- LISTING -

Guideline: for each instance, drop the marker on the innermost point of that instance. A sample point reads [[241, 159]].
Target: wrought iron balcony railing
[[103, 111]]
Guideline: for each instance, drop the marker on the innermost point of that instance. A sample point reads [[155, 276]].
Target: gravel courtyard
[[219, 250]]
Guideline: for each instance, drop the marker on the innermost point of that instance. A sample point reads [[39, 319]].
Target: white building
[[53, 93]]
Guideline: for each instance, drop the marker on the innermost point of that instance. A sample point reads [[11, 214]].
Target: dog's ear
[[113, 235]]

---

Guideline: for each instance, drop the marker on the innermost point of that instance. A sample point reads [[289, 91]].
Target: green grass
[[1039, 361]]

- REQUIREMENTS -
Copy out in full every line of the rows above that contains the string "each", matching case exactly.

- RESPONSE TO THIS TASK -
Guideline: for each instance, drop the marker on the innermost point of that instance. A sample point reads [[241, 159]].
Guideline: for each instance, drop the marker on the innermost point of that instance. A sample point reads [[155, 276]].
Guideline: for each instance, drop the marker on the innermost point of that instance. A sample point reads [[39, 319]].
Guideline: for each instance, drop the marker on the innermost point of that instance. A sample point reads [[11, 214]].
Guideline: for each instance, drop the marker on the innermost point of that instance. A sample point reads [[289, 91]].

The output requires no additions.